Start of THE RECORDS

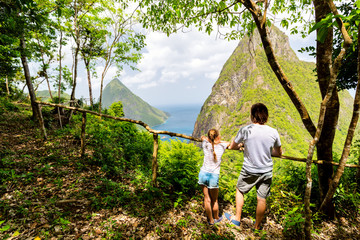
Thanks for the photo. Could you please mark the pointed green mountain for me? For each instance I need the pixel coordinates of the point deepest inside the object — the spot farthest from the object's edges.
(44, 95)
(134, 107)
(246, 78)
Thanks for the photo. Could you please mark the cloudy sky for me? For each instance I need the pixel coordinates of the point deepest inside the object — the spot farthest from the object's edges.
(180, 69)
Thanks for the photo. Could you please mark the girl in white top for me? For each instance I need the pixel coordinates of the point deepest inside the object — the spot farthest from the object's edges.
(209, 173)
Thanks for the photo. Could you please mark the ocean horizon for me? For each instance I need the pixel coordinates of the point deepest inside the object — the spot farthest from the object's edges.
(182, 120)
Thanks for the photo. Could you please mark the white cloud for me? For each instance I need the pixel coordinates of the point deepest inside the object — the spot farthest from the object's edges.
(148, 85)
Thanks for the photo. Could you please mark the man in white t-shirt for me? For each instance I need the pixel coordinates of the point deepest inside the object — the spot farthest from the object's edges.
(260, 143)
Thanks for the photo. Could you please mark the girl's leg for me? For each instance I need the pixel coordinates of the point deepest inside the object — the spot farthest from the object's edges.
(207, 204)
(214, 193)
(239, 198)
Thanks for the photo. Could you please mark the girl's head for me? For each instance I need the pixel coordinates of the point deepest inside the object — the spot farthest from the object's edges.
(213, 134)
(259, 113)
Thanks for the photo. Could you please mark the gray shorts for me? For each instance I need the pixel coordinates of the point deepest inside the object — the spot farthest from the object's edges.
(262, 181)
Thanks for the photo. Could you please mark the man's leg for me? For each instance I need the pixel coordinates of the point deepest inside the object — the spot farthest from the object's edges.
(214, 193)
(239, 204)
(207, 204)
(260, 211)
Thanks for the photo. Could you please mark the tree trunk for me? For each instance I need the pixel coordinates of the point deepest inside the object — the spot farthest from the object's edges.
(154, 160)
(7, 86)
(83, 139)
(275, 66)
(60, 76)
(35, 107)
(44, 69)
(346, 151)
(327, 71)
(324, 146)
(87, 64)
(358, 177)
(77, 48)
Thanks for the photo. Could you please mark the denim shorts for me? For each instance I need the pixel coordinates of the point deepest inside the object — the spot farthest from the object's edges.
(210, 180)
(262, 182)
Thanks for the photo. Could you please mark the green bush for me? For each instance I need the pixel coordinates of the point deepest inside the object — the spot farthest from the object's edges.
(179, 165)
(117, 146)
(7, 106)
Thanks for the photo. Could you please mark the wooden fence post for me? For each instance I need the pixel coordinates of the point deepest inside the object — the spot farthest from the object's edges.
(83, 134)
(154, 162)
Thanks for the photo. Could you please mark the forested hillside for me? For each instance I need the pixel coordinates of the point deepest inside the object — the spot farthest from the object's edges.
(48, 191)
(247, 78)
(79, 173)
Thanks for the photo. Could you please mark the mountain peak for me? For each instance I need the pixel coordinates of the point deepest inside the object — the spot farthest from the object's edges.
(134, 107)
(247, 78)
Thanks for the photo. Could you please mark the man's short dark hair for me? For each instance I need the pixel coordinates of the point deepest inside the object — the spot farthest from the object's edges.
(259, 113)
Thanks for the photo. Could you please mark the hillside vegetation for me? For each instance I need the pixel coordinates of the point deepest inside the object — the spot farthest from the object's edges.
(247, 78)
(49, 192)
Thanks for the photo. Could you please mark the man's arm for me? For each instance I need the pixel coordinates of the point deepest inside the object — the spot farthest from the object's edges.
(235, 146)
(276, 152)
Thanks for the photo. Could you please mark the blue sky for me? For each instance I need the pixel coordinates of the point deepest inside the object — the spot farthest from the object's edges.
(180, 69)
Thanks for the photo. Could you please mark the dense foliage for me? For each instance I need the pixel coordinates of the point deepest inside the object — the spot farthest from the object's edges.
(115, 173)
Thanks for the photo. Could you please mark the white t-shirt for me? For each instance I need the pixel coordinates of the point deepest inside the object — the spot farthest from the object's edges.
(209, 165)
(259, 140)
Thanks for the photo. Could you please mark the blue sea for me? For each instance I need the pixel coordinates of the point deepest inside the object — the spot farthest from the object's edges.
(182, 120)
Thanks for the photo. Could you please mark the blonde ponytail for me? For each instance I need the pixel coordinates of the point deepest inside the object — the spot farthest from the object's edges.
(212, 135)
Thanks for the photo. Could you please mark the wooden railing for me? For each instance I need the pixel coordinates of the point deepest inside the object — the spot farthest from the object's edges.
(156, 139)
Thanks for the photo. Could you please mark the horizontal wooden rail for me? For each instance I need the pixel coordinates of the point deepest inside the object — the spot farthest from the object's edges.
(147, 127)
(172, 134)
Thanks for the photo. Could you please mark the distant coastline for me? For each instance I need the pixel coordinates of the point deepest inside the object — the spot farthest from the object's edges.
(181, 120)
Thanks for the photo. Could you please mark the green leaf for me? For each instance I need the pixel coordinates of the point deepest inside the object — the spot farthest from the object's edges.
(322, 34)
(5, 228)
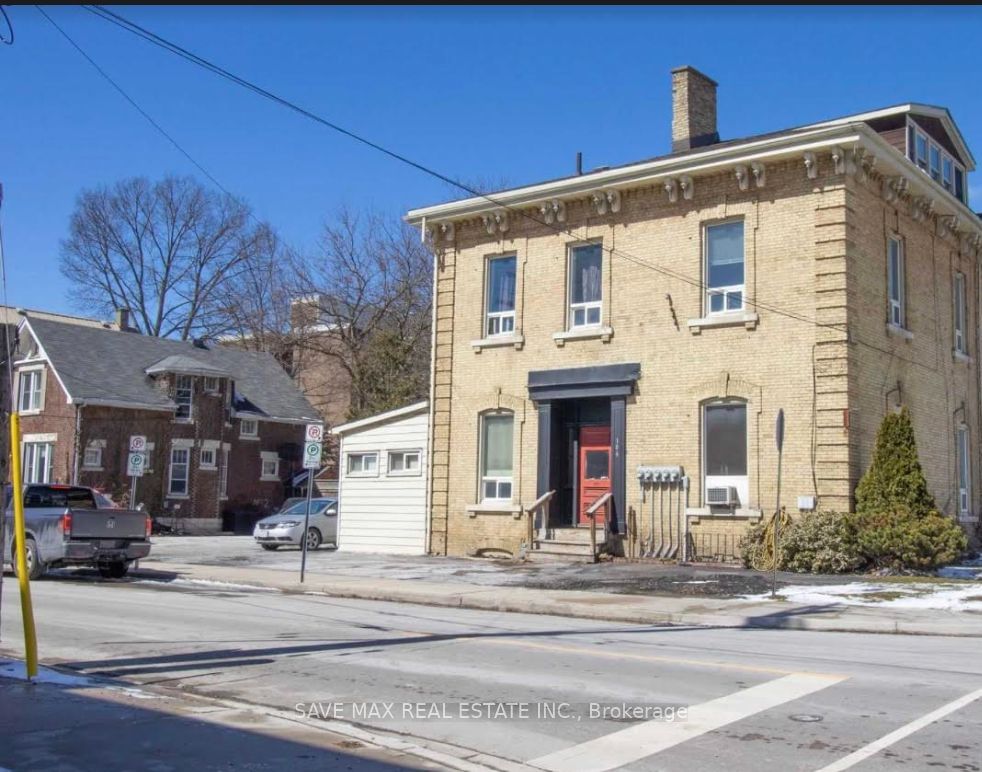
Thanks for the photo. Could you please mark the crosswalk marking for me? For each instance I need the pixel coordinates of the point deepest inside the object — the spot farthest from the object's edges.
(899, 734)
(629, 745)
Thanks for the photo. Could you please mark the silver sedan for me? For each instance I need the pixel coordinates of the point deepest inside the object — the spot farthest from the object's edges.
(286, 527)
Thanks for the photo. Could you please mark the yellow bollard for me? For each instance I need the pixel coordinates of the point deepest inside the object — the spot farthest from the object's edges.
(20, 539)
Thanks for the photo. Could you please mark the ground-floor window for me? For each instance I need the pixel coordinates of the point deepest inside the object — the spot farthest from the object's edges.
(38, 461)
(178, 479)
(964, 473)
(725, 453)
(497, 431)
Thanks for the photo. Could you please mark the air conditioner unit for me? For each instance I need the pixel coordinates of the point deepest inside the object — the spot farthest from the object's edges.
(721, 497)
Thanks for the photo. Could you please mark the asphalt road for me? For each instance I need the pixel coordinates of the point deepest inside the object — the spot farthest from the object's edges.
(752, 699)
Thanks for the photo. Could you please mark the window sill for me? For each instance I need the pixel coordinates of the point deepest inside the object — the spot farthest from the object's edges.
(517, 340)
(730, 319)
(494, 508)
(584, 333)
(900, 332)
(694, 514)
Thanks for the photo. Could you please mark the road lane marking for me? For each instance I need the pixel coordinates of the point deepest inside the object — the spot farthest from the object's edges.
(637, 742)
(908, 729)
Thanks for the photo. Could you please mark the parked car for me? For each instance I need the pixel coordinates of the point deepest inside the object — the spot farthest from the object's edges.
(286, 526)
(66, 527)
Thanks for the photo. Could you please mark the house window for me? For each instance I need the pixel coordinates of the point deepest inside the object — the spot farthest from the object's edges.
(38, 461)
(585, 286)
(496, 457)
(270, 466)
(404, 462)
(362, 464)
(895, 282)
(959, 298)
(30, 391)
(177, 484)
(964, 473)
(725, 452)
(92, 458)
(724, 267)
(207, 458)
(182, 396)
(500, 317)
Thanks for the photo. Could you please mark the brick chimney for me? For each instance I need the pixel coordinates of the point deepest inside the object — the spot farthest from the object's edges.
(693, 109)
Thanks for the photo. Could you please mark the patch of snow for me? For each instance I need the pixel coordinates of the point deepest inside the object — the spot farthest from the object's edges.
(18, 670)
(945, 597)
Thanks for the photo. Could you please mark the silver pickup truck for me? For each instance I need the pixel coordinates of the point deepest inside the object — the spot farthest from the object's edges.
(65, 527)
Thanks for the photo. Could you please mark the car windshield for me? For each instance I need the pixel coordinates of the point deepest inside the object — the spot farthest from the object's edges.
(316, 507)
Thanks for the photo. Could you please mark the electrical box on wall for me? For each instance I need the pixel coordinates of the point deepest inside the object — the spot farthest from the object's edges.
(806, 503)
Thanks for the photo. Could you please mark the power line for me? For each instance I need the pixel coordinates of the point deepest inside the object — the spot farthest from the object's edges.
(161, 42)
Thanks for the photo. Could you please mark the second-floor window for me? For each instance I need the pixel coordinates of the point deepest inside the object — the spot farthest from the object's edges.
(500, 315)
(585, 286)
(961, 346)
(183, 390)
(724, 267)
(896, 290)
(30, 390)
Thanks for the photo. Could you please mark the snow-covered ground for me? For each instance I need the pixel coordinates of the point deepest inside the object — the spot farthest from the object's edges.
(915, 595)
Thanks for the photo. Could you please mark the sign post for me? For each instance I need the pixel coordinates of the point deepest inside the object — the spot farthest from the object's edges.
(136, 462)
(311, 461)
(779, 438)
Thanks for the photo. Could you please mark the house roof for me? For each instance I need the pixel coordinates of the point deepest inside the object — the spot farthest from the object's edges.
(774, 144)
(402, 412)
(100, 366)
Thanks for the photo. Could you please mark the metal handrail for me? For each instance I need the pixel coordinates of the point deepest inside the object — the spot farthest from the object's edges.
(591, 512)
(540, 503)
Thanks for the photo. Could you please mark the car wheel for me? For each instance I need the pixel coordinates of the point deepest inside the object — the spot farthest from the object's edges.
(35, 566)
(113, 570)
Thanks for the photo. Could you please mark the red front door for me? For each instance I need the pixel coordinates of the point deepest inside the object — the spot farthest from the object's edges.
(594, 470)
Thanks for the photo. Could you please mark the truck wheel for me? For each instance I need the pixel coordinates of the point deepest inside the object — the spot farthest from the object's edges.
(35, 566)
(113, 570)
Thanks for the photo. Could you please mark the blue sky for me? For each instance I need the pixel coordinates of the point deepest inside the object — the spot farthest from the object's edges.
(499, 94)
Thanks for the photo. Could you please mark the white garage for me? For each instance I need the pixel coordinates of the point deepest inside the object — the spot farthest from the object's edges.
(382, 492)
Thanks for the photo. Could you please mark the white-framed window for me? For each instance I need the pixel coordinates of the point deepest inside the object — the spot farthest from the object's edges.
(405, 462)
(92, 456)
(270, 469)
(585, 286)
(38, 461)
(177, 482)
(499, 318)
(724, 269)
(207, 458)
(724, 434)
(931, 158)
(30, 396)
(497, 432)
(896, 283)
(183, 395)
(964, 472)
(958, 297)
(362, 464)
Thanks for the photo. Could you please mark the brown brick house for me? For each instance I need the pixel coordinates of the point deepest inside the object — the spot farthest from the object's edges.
(224, 426)
(635, 330)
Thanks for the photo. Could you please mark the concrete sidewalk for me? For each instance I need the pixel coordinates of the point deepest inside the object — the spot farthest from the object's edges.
(657, 610)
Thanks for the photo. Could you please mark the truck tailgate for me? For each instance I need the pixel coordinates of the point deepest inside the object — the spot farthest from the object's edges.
(108, 524)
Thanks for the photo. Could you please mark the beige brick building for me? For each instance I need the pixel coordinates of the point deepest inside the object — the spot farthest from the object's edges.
(636, 330)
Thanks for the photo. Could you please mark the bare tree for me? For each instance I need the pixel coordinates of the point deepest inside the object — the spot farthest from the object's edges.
(367, 300)
(163, 249)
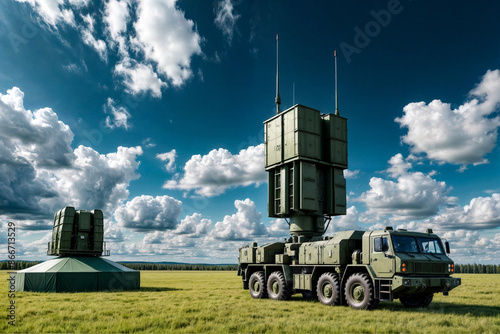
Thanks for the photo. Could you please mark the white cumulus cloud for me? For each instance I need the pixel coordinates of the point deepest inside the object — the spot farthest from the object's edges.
(413, 195)
(54, 12)
(243, 225)
(193, 225)
(95, 181)
(40, 173)
(167, 38)
(480, 213)
(147, 213)
(169, 158)
(116, 17)
(226, 18)
(212, 174)
(459, 136)
(139, 78)
(119, 115)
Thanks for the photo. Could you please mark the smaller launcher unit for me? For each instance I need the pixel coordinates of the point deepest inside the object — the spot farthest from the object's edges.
(77, 241)
(306, 153)
(78, 233)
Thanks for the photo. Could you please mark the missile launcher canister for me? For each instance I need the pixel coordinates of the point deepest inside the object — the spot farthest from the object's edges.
(78, 242)
(78, 233)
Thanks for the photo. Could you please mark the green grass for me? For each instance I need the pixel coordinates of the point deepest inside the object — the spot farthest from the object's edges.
(201, 301)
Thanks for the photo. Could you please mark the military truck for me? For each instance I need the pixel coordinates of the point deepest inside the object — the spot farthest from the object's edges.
(305, 155)
(354, 267)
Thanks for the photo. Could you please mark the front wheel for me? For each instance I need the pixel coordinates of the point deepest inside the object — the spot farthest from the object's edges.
(328, 289)
(257, 285)
(359, 292)
(416, 300)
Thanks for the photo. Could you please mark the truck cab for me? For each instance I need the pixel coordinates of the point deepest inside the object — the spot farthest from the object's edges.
(414, 264)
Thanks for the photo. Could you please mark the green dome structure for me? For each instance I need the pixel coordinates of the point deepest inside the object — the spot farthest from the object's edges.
(78, 241)
(77, 274)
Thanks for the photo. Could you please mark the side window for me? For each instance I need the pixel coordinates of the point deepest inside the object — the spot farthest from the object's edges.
(380, 244)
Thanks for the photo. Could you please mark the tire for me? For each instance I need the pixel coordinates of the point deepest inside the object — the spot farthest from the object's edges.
(309, 295)
(277, 288)
(359, 292)
(257, 285)
(328, 289)
(416, 300)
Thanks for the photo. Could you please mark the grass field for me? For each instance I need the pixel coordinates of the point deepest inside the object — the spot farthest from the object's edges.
(201, 301)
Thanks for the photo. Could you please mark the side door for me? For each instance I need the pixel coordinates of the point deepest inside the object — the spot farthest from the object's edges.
(382, 256)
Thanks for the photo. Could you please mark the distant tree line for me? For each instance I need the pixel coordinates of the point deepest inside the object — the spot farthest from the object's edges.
(157, 266)
(477, 268)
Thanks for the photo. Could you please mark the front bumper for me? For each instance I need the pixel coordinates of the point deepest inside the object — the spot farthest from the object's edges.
(406, 284)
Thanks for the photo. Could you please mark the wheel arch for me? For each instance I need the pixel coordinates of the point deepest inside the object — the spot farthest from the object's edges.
(350, 270)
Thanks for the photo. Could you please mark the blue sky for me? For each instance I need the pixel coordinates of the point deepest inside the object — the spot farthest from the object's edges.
(152, 111)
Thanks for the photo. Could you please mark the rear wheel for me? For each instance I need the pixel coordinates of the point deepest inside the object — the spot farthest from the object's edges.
(257, 285)
(328, 289)
(416, 300)
(277, 288)
(359, 292)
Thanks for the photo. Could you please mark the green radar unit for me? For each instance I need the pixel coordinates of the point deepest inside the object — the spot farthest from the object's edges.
(78, 232)
(305, 156)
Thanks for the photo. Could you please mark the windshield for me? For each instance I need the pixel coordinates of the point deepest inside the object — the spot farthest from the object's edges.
(404, 244)
(428, 245)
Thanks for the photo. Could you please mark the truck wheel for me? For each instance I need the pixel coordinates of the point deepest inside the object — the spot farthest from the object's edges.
(416, 300)
(359, 292)
(309, 295)
(257, 285)
(277, 288)
(328, 289)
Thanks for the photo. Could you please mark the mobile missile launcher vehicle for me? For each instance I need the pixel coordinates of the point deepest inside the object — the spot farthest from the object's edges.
(354, 267)
(306, 153)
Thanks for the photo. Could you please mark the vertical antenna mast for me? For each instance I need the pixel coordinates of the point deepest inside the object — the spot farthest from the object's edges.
(278, 99)
(336, 92)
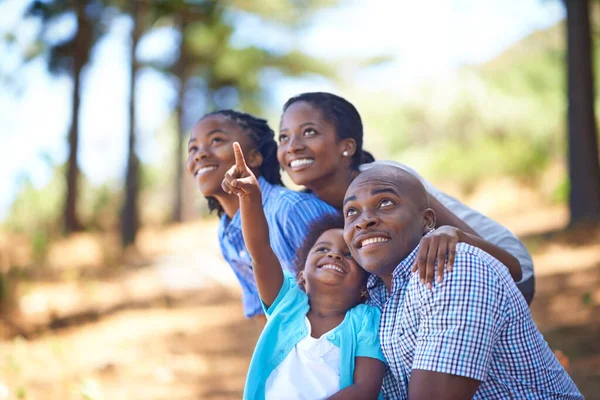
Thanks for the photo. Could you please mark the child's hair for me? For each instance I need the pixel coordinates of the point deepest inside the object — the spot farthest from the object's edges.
(314, 231)
(263, 139)
(343, 116)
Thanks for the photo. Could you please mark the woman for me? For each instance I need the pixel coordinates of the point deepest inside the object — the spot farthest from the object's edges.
(320, 147)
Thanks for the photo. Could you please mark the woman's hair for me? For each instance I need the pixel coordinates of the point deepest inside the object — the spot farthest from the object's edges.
(343, 116)
(263, 138)
(314, 231)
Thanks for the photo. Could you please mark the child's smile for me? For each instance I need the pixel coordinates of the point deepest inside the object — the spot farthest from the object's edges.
(330, 263)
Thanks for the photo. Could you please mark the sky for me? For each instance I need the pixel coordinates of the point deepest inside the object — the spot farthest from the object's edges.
(427, 40)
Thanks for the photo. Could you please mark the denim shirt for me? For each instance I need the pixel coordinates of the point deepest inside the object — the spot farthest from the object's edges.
(356, 336)
(288, 213)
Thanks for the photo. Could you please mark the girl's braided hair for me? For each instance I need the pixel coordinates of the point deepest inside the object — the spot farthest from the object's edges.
(263, 138)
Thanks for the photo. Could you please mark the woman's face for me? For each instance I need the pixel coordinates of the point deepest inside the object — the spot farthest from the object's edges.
(210, 152)
(309, 149)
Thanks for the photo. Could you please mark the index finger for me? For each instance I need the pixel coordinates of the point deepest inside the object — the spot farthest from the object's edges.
(239, 156)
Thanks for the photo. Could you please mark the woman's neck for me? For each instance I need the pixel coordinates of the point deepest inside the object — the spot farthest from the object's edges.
(326, 305)
(331, 189)
(229, 202)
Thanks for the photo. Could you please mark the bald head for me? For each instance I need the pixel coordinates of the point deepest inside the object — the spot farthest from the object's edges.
(385, 217)
(402, 181)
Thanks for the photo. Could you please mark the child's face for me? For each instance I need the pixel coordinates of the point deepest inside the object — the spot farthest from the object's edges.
(210, 152)
(330, 263)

End of THE RECORDS

**DIRECTIONS**
Quote, without any change, each line from the one that contains "Thanks for the photo. Could you please mark the woman's hair" through the end of the material.

**REPLY**
Thanks for the photo. Could you please mark the woman's hair for me? For each instance I need the pixel coordinates of the point deepest inside the object — the spot farthest from the object's edges.
(343, 116)
(263, 138)
(314, 231)
Thanks for the photo. Could you please mark the child's smile for me? For each instance I need the pixel coordinates of the point deepest inside the object — the spot farthest from the object's edges.
(330, 263)
Thanks for the photo. Could you please mark the sky for me? For each instance I need the pixel coordinates of the point deepest inside the object — the spot farthest from the object's edges.
(427, 40)
Thanks for the photo. Could you please mark the denim shirt for me? For each instance I need the pixel coordinates of the point deepest inside the object — the spot farthest from the object's edges.
(356, 336)
(288, 213)
Thanks for the photo. Could you please mark the girl's braided hair for me? For each instance I need the pixel coordinates of the point deepest inside the object — the spot farthest from the object's edges.
(263, 138)
Thanks for the photo. Could you please mark the woman's face for me? For each instance I need the pixel coordinates of the point deepest inside the object — the spot farthest from the object's edges.
(210, 152)
(309, 149)
Thanks for the photo. Could you please mark the index finger for me? For each instance I need the pixel coordinates of the point deepest inside the object — the spot farthest from the object's edges.
(239, 156)
Thanks for the photo. Could you please mark the woman's neck for me? For each instance I need the pixel coordinates of the point deepest inside the object — the spot farthest from the object's edges.
(326, 305)
(331, 189)
(229, 202)
Thanks for the photo. Could you please mark the bald head for me? For each instance I need the pixel coordinates of the point deepest inside the object — the spot farthest from the object's edges.
(385, 217)
(402, 181)
Thanks for the photo. Could you please mark the child's face for me? For each instance I need the pixel coordinates of the point deepest inside the object — the spot farthest from the object's edges.
(210, 152)
(330, 263)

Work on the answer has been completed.